Task description
Output only the lines of the entries that follow, starting at the one with "Query: wooden chair" and running down to the one with "in [639, 184].", both included and unchanged.

__________________________________________________

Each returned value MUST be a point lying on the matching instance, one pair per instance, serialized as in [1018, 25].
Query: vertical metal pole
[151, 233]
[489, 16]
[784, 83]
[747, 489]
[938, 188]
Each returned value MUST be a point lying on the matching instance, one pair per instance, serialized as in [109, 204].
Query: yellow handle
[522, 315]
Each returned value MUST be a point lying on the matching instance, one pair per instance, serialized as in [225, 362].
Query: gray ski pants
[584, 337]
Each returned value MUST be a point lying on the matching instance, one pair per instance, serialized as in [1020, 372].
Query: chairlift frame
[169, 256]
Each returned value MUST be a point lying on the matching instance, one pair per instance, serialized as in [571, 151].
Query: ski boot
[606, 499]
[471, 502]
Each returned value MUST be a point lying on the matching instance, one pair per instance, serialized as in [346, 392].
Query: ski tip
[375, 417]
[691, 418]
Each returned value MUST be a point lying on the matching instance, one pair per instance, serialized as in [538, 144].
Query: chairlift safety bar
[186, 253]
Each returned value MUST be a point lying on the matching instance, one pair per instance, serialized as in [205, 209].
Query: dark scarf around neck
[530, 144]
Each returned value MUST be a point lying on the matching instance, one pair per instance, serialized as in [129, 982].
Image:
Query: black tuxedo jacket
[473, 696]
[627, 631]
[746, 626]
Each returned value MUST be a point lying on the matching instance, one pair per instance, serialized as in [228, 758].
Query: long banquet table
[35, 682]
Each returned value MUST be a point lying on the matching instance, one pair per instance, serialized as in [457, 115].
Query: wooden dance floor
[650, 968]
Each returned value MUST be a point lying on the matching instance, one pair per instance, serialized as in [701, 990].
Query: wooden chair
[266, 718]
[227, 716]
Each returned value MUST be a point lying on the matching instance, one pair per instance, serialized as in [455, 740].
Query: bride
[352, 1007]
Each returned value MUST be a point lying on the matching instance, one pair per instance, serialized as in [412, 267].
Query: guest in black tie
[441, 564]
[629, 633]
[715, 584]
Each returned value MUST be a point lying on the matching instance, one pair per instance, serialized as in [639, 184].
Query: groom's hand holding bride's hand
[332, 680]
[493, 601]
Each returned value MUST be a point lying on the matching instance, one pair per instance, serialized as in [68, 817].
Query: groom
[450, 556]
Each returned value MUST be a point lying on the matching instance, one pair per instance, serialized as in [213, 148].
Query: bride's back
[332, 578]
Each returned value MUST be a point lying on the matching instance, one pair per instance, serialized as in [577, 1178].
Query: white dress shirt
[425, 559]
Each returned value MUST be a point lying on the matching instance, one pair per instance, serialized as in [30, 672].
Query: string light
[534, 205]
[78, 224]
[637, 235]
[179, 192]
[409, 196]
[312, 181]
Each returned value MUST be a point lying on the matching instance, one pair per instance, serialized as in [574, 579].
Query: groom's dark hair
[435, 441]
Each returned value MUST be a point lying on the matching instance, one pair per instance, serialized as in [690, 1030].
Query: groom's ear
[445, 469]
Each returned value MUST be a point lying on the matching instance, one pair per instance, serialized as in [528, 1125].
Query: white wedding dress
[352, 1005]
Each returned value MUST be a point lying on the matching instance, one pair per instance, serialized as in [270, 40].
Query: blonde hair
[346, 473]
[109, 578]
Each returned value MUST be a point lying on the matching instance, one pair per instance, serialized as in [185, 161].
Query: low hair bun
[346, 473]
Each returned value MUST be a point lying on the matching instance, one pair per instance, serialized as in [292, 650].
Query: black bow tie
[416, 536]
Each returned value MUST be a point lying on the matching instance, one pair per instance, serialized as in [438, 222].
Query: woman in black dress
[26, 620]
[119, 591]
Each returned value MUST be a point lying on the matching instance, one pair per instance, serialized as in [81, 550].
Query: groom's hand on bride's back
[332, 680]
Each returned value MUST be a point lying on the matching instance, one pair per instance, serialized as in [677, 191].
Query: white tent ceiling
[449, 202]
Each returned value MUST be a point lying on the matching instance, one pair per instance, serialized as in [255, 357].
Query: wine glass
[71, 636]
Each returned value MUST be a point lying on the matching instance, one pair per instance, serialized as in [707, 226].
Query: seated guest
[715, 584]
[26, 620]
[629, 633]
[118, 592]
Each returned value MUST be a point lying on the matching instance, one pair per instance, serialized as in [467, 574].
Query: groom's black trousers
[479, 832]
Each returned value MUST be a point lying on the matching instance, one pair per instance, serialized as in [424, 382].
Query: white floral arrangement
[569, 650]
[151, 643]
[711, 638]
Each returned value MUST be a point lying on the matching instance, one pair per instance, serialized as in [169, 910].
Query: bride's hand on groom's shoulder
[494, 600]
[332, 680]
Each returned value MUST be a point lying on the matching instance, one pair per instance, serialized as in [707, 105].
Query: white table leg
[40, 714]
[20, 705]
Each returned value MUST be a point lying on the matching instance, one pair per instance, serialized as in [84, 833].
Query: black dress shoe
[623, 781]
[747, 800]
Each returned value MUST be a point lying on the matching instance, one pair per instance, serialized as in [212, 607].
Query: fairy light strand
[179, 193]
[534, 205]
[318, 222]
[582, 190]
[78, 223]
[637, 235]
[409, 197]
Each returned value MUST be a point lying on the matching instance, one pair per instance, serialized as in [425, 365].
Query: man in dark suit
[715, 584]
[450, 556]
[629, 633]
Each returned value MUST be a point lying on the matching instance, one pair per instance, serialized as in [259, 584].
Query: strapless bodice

__________________________________________________

Solution
Query: wooden chair
[266, 718]
[227, 716]
Each returned value MUST be a point lying on the matching instance, one pair per instance, serialized as in [455, 740].
Query: bride
[352, 1007]
Each returned value MUST be a point lying on the matching instance, one pair per instance, serialized as in [412, 267].
Query: guest in black tie
[441, 564]
[629, 633]
[715, 584]
Each returned value MUST be a point lying on the matching instance, one pair per instance, serialized as in [639, 184].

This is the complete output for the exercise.